↓↓↓

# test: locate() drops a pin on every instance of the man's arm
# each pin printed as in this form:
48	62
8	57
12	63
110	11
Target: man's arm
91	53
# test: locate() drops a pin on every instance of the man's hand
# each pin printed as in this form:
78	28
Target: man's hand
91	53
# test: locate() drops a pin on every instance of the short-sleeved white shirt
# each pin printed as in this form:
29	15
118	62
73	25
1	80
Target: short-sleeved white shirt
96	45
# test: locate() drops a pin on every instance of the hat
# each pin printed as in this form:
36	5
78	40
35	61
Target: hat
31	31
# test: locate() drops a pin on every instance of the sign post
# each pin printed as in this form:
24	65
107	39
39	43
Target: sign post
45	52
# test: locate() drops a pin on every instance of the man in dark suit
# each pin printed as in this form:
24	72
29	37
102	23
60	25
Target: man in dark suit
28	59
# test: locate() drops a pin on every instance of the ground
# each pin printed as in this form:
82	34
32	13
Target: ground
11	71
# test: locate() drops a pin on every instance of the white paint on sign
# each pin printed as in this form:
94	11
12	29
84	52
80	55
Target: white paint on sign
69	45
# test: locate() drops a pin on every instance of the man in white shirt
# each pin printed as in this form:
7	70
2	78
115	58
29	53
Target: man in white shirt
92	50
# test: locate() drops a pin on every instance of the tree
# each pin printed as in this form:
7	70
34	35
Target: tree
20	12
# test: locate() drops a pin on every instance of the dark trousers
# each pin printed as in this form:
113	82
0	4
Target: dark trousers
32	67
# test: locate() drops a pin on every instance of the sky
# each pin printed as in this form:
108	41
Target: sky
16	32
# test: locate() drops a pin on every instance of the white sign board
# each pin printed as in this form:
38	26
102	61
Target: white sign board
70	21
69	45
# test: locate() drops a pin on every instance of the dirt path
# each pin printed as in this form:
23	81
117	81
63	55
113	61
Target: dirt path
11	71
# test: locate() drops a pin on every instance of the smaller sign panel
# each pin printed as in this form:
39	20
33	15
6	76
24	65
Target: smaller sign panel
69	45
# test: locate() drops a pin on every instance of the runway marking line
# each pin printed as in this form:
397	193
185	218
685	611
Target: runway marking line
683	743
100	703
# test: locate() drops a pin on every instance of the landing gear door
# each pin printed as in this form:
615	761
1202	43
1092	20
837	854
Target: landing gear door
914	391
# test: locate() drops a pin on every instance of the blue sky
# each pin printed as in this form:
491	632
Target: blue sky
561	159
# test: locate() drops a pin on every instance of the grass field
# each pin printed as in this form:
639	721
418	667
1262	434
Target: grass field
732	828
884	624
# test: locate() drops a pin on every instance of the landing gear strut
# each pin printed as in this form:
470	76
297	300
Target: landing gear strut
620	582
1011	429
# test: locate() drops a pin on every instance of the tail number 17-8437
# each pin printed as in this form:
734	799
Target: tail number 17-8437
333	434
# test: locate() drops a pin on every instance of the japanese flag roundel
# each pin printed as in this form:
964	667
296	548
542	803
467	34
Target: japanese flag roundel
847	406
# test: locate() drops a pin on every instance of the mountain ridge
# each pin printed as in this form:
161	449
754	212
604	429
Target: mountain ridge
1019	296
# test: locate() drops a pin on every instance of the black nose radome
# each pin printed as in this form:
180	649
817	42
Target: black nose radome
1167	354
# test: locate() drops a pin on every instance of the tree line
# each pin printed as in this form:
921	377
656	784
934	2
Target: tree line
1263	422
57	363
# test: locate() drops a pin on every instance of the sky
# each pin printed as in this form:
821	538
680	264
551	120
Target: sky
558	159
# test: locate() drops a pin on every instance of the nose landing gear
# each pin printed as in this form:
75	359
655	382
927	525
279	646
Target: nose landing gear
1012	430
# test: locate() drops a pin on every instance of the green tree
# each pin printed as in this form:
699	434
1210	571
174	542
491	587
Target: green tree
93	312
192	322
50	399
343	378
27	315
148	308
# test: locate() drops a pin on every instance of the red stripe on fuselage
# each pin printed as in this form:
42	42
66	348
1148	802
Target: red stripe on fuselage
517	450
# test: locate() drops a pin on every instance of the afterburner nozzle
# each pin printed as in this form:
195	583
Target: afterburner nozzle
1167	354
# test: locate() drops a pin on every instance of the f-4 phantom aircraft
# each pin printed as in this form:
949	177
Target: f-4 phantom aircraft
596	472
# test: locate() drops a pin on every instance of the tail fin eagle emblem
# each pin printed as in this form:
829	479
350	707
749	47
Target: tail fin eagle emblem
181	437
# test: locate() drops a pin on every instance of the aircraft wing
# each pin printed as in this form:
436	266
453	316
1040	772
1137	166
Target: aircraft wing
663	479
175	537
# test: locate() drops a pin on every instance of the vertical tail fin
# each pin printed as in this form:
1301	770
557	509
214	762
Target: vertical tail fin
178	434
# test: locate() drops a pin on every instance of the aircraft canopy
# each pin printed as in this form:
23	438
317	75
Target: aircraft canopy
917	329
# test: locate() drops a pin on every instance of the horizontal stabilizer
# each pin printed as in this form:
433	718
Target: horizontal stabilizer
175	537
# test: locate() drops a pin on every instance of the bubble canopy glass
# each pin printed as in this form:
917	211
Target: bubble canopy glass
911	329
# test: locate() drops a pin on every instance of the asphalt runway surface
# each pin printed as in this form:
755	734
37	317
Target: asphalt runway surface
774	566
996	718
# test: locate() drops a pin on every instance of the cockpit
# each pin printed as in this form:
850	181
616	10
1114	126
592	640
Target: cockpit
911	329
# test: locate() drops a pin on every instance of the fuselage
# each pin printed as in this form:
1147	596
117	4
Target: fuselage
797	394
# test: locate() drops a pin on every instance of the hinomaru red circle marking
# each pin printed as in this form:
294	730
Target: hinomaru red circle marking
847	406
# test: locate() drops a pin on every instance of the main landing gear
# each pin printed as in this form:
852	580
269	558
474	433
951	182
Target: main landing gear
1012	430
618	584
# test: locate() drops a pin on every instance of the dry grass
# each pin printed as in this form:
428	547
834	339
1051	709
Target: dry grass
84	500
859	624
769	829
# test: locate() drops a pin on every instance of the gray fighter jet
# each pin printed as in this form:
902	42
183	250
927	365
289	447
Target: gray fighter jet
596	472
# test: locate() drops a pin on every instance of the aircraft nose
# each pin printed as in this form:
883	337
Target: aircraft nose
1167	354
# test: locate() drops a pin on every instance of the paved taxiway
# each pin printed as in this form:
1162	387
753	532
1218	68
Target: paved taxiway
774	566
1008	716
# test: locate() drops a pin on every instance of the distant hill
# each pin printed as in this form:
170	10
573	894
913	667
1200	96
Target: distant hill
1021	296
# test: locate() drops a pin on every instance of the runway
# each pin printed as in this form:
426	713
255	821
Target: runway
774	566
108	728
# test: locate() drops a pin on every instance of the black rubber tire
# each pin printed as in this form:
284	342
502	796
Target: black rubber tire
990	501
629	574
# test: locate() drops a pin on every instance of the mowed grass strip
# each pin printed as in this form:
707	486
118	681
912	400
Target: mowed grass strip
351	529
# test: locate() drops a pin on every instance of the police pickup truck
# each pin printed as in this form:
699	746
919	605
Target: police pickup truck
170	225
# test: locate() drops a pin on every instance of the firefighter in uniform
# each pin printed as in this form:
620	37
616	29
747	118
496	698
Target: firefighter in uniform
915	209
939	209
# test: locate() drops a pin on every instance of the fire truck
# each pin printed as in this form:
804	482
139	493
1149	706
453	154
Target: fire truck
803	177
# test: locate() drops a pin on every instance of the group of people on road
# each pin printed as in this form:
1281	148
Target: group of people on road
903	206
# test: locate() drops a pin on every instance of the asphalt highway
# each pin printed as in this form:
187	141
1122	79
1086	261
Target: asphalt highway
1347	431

↑↑↑

Required work: Repeat the data exactly. Omit nothing.

Exercise result:
# test: locate() drops a pin on every instance of the man's arm
# each pin printed as in this form:
48	62
8	57
12	63
110	11
Target: man's arm
91	53
# test: locate() drops a pin on every instance of the man's hand
# each pin printed as in this form:
78	28
Target: man's hand
91	53
# test: locate() drops a pin on every instance of the short-sleeved white shirt
# each pin printed as in this form:
29	15
118	62
73	25
1	80
Target: short-sleeved white shirt
96	45
# test: locate() drops a pin on every instance of the hat
# each pin printed as in this form:
36	5
78	40
35	61
Target: hat
31	31
# test: locate() drops a pin on every instance of the sign post
# each pin printed as in this form:
24	65
107	39
39	43
Target: sign post
45	52
# test: locate() drops a pin on every instance of the man in dark suit
# each pin printed as in this form:
24	72
29	37
102	23
60	25
Target: man in dark suit
28	59
# test: locate() drops a pin on every instance of the ground
# each pin printed as in this form:
82	34
32	13
Target: ground
11	71
# test: locate() drops a pin on every instance of the white paint on sign
# each pin printed as in this form:
94	11
12	29
84	52
80	55
Target: white paint on sign
69	45
# test: locate() drops a pin on every instance of the man in white shirt
# each pin printed as in this form:
7	70
2	78
115	58
29	53
Target: man in white shirt
92	50
# test: locate() drops a pin on every instance of the tree
# each pin printed as in this form:
7	70
34	35
Target: tree
20	12
# test: locate() drops a pin on every instance of the dark trousers
# each pin printed as in this form:
113	82
0	4
Target: dark trousers
32	67
# test: locate() drops a pin on every instance of the sky
# each pin printed as in this form:
108	41
Target: sky
16	32
# test: locate() drops a pin on every instance of the white sign board
# each pin printed as in this form:
38	26
102	61
Target: white sign board
70	21
69	45
# test: locate() drops a pin on every instance of the dirt path
# each pin printed as in this form:
23	81
117	81
63	55
113	61
Target: dirt path
11	71
# test: locate() drops a pin on every instance of the smaller sign panel
# each pin printed as in this form:
39	20
33	15
6	76
24	65
Target: smaller sign panel
69	45
# test: locate() drops a pin on every instance of the runway marking line
# each pin printed as in this form:
397	193
185	218
685	611
Target: runway marking line
683	743
100	703
# test: locate() drops a pin on every instance of the landing gear door
# each pin printed as in this form:
615	761
1202	43
1092	20
837	854
Target: landing gear door
914	391
# test: locate() drops a pin on every instance of the blue sky
# each pin printed as in this form:
491	632
Target: blue sky
561	159
# test: locate() drops a pin on every instance of the grass field
# each pin printed as in this form:
639	721
418	667
1262	434
Target: grass field
732	828
884	624
# test: locate() drops a pin on every instance of the landing gear strut
# each pin printed as in this form:
470	76
297	300
Target: landing gear strut
620	582
1011	429
# test: locate() drops a pin on every instance of the tail number 17-8437
# each pin printed as in this form:
734	799
Target: tail number 17-8437
333	434
# test: locate() drops a pin on every instance of the japanese flag roundel
# each pin printed as in this form:
964	667
296	548
542	803
467	34
Target: japanese flag roundel
847	406
# test: locate() drops a pin on every instance of the mountain ridge
# each pin printed as in this form:
161	449
754	212
604	429
Target: mountain ridge
1019	296
# test: locate() drops a pin on every instance of the black nose radome
# each pin printed as in this form:
180	649
817	42
Target: black nose radome
1167	354
# test: locate() drops a pin on every instance of the tree line
# each pin printed as in this form:
921	377
656	784
934	2
Target: tree line
1263	422
57	363
# test: locate() drops a pin on every instance of the sky
# each pin printed as in this form:
821	538
680	264
551	120
Target: sky
558	159
# test: locate() drops a pin on every instance of the nose landing gear
# each pin printed as in this form:
75	359
655	382
927	525
279	646
Target: nose landing gear
1012	430
# test: locate() drops a pin on every instance of the green tree
# each pin printed as in this form:
699	434
1210	571
174	542
491	587
Target: green tree
93	312
192	322
50	399
343	378
27	315
148	308
# test: locate() drops a pin on every instance of the red stripe on fuselage
# each pin printed as in this form:
42	42
66	348
1148	802
Target: red stripe on fuselage
517	450
# test: locate() drops a pin on every instance of the afterburner nozzle
# each pin printed as in this form:
195	583
Target: afterburner nozzle
1167	354
# test: locate() drops a pin on every instance of the f-4 phantom aircraft
# each pin printed as in this form:
949	177
Target: f-4 phantom aircraft
596	472
# test: locate() drops a pin on every instance of the tail fin eagle emblem
# each pin printed as in this form:
829	479
350	707
749	47
Target: tail fin eagle emblem
181	437
# test: locate() drops a pin on every instance of the aircraft wing
# each pin printed as in this form:
436	266
453	316
1040	772
1137	166
Target: aircraft wing
663	479
175	537
# test: locate() drops a pin on every instance of the vertical tail fin
# each pin printed as in this form:
1301	770
557	509
214	762
Target: vertical tail fin
178	434
# test: locate() drops a pin on every instance of the aircraft canopy
# each pin printed as in this form:
23	438
317	75
Target: aircraft canopy
917	329
# test: locate() drops a pin on every instance of the horizontal stabilizer
# each pin printed as in this form:
433	718
Target: horizontal stabilizer
175	537
# test: locate() drops a pin on every instance of the bubble canopy glass
# each pin printed as in this form:
917	211
Target: bubble canopy glass
911	329
# test: locate() drops a pin on every instance of the asphalt runway surface
# each pin printed as in this form:
755	734
37	317
Target: asphalt runway surface
774	566
996	718
# test: locate() drops a pin on every instance of the cockpit
# each pin printed as in this form:
850	181
616	10
1114	126
592	640
Target: cockpit
911	329
# test: locate() drops a pin on every instance of the fuselage
# each pin printed as in this form:
1147	596
117	4
Target: fuselage
797	394
# test: locate() drops a pin on every instance of the hinomaru red circle marking
# each pin printed as in this form:
294	730
Target: hinomaru red circle marking
847	406
# test: locate() drops a pin on every instance of the main landing gear
# each pin printed as in this form:
852	580
269	558
474	433
951	182
Target: main landing gear
1012	430
618	584
# test: locate() drops a pin on every instance of the dry grass
# each pin printed as in this form:
428	547
834	339
1051	709
Target: dry grass
84	500
859	624
769	829
# test: locate() drops a pin on every instance of the gray fighter jet
# each pin printed as in this form:
902	42
183	250
927	365
289	447
Target: gray fighter jet
596	472
# test: locate() drops a pin on every instance of the aircraft nose
# each pin printed as in this form:
883	337
Target: aircraft nose
1167	354
# test: locate() drops a pin on every instance of the paved taxiway
# each pin printed as in this form:
1162	387
753	532
1218	68
Target: paved taxiway
774	566
1008	716
# test: locate() drops a pin on every instance of the distant hill
# each pin printed as in this form:
170	10
573	894
913	667
1200	96
Target: distant hill
1021	296
# test: locate() drops a pin on every instance of the runway
# each pin printed as in this form:
426	713
255	821
Target: runway
774	566
108	728
# test: locate() drops a pin on every instance of the black rubber tire
# each pin printed as in this form:
284	342
502	796
Target: black rubber tire
990	501
629	574
# test: locate() drops a pin on every instance of the mowed grass strip
# each pin printed as in this form:
707	486
118	681
912	400
Target: mowed grass strip
351	529
# test: locate() drops a pin on every instance of the police pickup truck
# each pin printed as in this form:
699	746
919	605
Target: police pickup truck
170	225
# test: locate() drops a pin on every instance of the firefighter in uniform
# each pin printed as in this form:
620	37
616	29
747	118
496	698
Target: firefighter in uniform
915	209
939	209
# test: locate() drops a pin on every instance of the fire truck
# each pin printed as in this form:
804	482
139	493
1149	706
453	154
Target: fire truck
803	177
# test: locate() drops a pin on every instance of the group of people on road
# each pin printed as in this form:
1281	148
Target: group of people on road
903	206
# test: locate() drops a pin on every instance of the asphalt highway
# each pin printed as in this form:
187	141
1122	79
1086	261
Target: asphalt highway
1347	431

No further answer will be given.